Copy out every line from the one containing "Task: annotate each instance of the lake" through the end of the items, inclusive, keeping the request lines as they are. Shift each x and y value in the answer coordinates by -47.

— Begin —

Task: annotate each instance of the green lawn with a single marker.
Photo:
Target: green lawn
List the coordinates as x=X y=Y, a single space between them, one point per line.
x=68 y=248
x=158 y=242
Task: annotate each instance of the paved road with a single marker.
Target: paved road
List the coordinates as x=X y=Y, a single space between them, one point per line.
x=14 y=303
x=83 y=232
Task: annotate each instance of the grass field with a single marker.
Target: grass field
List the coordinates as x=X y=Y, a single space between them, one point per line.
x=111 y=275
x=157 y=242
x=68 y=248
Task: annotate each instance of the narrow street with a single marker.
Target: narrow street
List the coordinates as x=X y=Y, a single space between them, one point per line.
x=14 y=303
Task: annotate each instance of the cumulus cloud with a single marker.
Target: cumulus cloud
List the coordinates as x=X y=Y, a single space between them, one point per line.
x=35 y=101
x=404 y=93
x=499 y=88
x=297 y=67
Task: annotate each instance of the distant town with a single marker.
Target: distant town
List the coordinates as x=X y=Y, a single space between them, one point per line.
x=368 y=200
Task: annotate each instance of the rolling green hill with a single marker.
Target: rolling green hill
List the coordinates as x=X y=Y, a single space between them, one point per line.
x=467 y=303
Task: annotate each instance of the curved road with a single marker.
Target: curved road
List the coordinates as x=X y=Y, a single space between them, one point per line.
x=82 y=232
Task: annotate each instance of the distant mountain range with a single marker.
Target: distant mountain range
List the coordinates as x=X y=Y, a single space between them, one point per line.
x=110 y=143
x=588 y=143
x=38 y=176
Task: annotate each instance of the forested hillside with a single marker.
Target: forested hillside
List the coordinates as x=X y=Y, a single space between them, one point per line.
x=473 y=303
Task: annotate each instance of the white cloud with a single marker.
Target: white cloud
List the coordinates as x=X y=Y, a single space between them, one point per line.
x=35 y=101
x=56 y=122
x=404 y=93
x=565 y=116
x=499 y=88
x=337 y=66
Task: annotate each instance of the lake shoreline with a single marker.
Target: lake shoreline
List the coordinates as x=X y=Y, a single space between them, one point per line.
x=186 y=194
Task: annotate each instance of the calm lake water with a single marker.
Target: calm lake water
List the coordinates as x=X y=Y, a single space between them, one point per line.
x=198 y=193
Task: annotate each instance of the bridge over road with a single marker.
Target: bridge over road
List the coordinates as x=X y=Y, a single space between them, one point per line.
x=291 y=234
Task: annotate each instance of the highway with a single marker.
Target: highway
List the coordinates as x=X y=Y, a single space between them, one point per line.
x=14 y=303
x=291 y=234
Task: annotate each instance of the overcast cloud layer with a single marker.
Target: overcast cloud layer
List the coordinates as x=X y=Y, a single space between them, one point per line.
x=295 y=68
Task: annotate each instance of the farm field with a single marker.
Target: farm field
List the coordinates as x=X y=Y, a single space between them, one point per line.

— End —

» **Written solution**:
Task: annotate each instance of the lake shoreline with a single marker.
Target: lake shoreline
List the coordinates as x=X y=Y, a single space between them, one point per line.
x=139 y=147
Task: annotate each instance of the calm lake water with a single marker.
Target: calm lake water
List the coordinates as x=X y=Y, a single space between them, one point per line.
x=151 y=146
Task: annotate each instance of the bridge over road with a single marker.
Target: bridge over road
List the coordinates as x=X y=Y, a single space between them, one point per line.
x=244 y=187
Task: annotate each instance of the highway with a single marker.
Target: highway
List the coordinates as x=X y=Y, a single space between them, one point per line.
x=-33 y=256
x=244 y=187
Task: annotate each instance of the overcast cloud layer with a single marker.
Target: overcast cloud layer
List the coordinates as x=X y=Y, a single space between them, one point per line.
x=248 y=21
Task: annotate each instance of the farm field with a single marker.
Target: farm field
List the coordinates as x=X y=Y, a single space between them, one point per line.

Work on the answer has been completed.